Given problem
Return, word for word, the part of the nexus export and import documentation starting at "Onceref<Facet> exportNexusNoImport(Autoref<Facet> facet);" and ending at "finding is done.".

Export a Nexus. The Nexus definition is constructed as a Facet object, which is then used by this method to construct and export the Nexus. The same argument Facet reference is then returned back as the result. The import flag tells, whether the Nexus is to be also imported back by connecting the same original Facet object to it. If import is false, the original Facet reference is still returned back but it can't be used for anything, and can only be thrown away. The direction of the import (reading or writing) is defined in the Facet, as well as the nexus name and all the other information.

Throws an Exception on any errors, in particular on the duplicate facet names within the Triead.

Onceref<Facet> exportNexusNoImport(Autoref<Facet> facet);

A convenience wrapper around exportNexus() with import=false.

Onceref<Facet> importNexus(const string &tname, const string &nexname, const string &asname, bool writer, bool immed = false);

Import a Nexus from another Triead. tname is the name of the other thread, nexname is the name of nexus exported from it, asname is the local name for the imported facet ("" means "same as nexname"), the writer flag determines if the import is for writing, and the immed flag has the same meaning as in findTriead(). The import of a nexus involves finding its exporting thread, and the immed flag controls, how this finding is done.

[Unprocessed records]
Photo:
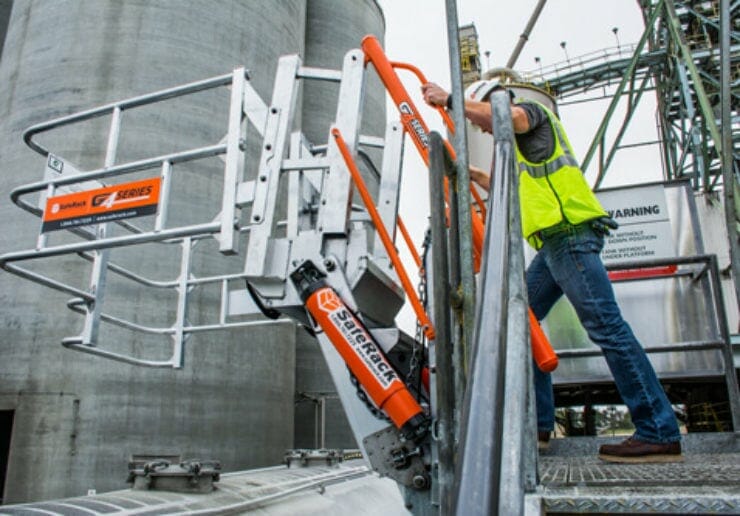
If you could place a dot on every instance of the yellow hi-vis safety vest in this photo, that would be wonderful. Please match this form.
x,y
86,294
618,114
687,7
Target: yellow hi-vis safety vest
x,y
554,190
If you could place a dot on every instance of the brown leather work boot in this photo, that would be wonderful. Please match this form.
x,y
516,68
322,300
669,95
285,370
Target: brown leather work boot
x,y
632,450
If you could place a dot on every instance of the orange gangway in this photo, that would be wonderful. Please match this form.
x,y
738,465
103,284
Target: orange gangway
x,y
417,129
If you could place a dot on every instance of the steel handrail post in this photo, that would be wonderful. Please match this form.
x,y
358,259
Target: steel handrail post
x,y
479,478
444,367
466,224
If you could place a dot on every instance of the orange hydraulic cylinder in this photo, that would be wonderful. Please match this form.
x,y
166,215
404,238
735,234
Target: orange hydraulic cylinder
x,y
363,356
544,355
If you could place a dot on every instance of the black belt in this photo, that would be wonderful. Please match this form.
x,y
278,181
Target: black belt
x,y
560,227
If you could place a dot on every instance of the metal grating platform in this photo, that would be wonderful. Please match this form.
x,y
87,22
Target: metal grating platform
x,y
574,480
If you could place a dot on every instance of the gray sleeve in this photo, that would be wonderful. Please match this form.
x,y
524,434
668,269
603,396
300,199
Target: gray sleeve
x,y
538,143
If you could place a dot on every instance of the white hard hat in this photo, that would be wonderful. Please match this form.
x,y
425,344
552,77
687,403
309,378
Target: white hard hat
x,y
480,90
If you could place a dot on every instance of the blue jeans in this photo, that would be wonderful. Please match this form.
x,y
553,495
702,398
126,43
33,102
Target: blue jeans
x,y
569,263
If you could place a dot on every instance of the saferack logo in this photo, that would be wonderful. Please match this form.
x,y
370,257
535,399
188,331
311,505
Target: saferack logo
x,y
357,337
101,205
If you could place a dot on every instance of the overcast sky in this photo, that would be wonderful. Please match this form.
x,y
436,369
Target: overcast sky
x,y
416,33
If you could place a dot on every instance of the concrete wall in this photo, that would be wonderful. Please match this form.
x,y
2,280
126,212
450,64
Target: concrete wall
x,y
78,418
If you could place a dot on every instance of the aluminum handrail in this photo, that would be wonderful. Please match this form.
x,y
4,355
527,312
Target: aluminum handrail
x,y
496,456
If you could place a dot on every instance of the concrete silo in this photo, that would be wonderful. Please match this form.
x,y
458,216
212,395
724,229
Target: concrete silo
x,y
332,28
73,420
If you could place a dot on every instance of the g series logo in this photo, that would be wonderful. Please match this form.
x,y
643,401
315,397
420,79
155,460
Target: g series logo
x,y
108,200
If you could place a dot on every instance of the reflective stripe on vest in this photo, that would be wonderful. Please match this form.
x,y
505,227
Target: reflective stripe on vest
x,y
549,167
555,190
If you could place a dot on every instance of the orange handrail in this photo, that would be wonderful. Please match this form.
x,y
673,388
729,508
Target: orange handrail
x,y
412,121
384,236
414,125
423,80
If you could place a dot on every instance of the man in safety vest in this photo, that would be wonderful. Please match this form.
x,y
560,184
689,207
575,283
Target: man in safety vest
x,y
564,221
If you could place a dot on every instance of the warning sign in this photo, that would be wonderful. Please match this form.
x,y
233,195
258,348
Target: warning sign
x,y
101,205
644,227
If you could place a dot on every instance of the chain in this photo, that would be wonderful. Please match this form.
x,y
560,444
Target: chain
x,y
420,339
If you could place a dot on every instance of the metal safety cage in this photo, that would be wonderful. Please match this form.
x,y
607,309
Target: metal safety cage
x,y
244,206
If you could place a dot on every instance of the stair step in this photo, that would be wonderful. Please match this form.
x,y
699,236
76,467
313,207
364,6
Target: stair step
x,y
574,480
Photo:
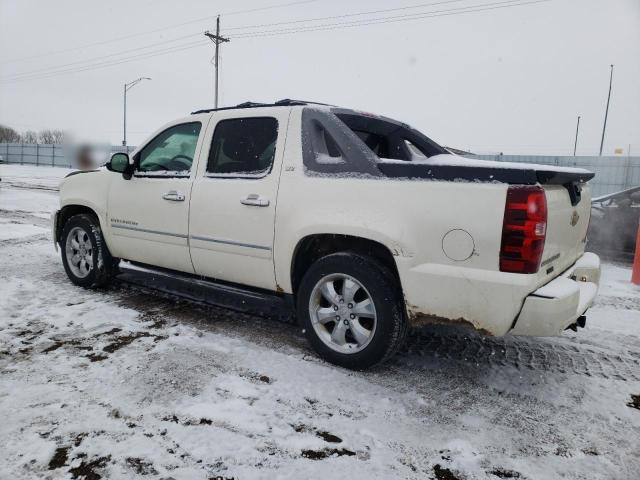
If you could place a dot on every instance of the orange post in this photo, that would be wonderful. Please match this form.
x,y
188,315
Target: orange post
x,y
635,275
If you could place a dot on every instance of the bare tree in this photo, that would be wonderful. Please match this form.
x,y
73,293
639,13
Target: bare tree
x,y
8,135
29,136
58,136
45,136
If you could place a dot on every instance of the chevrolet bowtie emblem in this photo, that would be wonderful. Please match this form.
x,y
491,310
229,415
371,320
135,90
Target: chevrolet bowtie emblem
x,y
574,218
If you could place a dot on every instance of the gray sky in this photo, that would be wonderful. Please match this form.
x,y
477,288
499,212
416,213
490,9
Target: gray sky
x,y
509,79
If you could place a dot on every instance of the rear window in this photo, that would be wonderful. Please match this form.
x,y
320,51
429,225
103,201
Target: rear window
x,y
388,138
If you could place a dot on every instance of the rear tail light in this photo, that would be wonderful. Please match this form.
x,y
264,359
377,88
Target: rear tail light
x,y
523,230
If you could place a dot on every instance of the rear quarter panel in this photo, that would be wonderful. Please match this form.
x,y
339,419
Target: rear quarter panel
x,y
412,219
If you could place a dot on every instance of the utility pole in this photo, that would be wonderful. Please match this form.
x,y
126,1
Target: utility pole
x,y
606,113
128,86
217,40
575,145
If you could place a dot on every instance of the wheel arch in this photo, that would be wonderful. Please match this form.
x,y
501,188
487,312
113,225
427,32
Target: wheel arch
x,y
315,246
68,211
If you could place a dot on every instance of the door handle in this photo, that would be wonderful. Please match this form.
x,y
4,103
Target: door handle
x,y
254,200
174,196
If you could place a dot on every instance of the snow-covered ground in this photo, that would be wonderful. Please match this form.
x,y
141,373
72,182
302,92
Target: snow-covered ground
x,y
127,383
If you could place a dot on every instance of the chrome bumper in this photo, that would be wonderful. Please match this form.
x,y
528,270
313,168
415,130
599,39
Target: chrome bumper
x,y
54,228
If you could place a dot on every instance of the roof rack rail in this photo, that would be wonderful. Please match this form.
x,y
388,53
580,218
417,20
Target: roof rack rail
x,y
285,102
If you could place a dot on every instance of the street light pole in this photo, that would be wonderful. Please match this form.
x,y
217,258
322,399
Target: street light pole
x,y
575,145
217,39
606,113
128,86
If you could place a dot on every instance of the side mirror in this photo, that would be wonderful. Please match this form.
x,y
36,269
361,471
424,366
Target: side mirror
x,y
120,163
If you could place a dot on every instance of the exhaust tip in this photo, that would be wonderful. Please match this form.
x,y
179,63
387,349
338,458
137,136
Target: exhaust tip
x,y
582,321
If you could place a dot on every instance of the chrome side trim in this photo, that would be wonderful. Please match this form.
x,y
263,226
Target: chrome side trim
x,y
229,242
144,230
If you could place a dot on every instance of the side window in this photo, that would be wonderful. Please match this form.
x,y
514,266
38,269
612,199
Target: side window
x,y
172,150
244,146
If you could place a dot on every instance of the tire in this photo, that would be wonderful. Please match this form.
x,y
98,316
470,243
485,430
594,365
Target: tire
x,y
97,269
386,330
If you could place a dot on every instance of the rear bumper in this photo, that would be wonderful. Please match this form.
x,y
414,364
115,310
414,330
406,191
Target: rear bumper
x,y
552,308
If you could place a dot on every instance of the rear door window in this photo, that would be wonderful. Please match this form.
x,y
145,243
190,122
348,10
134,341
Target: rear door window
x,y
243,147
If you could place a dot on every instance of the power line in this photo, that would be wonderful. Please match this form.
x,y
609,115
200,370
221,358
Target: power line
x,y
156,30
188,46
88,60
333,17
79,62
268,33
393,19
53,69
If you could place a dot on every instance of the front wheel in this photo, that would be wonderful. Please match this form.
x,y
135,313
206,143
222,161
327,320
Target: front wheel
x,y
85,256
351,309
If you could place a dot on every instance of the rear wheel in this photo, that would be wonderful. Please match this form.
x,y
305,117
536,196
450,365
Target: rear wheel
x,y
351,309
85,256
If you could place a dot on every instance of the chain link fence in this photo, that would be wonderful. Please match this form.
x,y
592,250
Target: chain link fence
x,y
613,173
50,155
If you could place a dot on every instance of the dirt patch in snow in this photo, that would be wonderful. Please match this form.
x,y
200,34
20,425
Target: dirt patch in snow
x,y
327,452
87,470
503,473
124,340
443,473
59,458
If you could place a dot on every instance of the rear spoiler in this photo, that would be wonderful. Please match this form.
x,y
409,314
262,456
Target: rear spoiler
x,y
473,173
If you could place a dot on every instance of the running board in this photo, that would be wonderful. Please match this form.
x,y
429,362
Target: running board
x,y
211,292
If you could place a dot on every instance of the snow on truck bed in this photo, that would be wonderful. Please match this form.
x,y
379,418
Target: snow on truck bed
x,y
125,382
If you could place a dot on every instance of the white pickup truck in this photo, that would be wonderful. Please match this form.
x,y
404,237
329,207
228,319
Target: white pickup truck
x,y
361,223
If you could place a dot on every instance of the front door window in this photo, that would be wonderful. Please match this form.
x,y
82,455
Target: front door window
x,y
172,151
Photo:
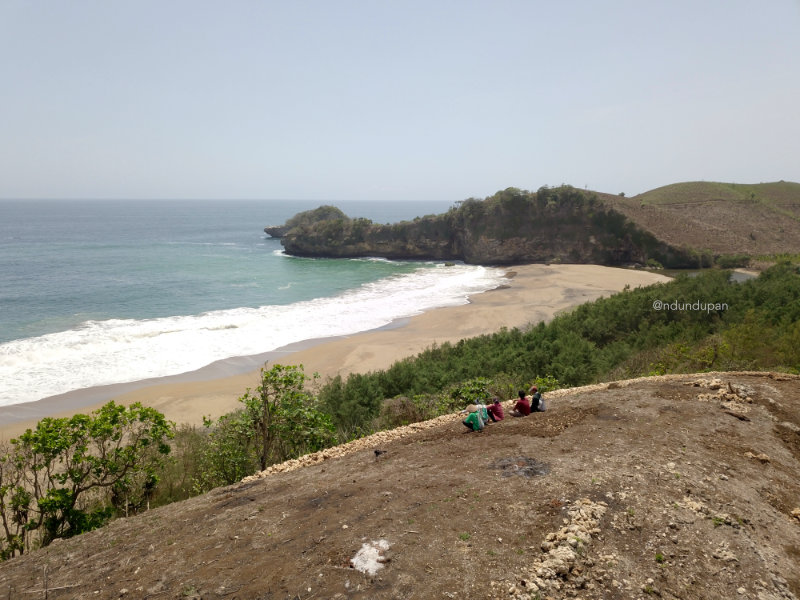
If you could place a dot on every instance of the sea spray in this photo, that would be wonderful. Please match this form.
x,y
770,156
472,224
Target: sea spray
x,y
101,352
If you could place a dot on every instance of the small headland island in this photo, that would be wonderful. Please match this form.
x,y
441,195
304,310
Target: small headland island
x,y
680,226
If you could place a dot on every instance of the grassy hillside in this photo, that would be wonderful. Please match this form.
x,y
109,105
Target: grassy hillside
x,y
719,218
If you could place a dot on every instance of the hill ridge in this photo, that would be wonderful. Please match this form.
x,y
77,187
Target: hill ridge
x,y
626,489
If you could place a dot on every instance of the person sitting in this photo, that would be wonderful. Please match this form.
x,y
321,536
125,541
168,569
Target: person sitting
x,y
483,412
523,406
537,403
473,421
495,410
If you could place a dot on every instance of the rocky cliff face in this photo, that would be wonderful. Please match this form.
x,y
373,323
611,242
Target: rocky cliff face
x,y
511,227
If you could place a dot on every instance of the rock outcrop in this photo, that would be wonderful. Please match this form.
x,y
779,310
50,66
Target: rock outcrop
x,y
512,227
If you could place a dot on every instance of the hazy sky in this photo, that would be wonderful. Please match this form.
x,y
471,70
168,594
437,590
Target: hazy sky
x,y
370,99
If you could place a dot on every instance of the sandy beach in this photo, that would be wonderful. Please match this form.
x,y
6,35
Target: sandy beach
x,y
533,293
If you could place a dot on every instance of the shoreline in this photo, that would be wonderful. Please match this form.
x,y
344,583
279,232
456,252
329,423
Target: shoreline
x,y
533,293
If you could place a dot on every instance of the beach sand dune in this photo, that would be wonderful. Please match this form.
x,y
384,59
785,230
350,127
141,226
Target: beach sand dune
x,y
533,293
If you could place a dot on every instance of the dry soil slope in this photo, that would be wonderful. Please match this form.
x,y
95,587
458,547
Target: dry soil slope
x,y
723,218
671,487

Result of this exercise
Onceref<Facet> exportNexusNoImport(Autoref<Facet> facet);

A convenience wrapper around exportNexus() with import=false.

Onceref<Facet> importNexus(const string &tname, const string &nexname, const string &asname, bool writer, bool immed = false);

Import a Nexus from another Triead. tname is the name of the other thread, nexname is the name of nexus exported from it, asname is the local name for the imported facet ("" means "same as nexname"), the writer flag determines if the import is for writing, and the immed flag has the same meaning as in findTriead(). The import of a nexus involves finding its exporting thread, and the immed flag controls, how this finding is done.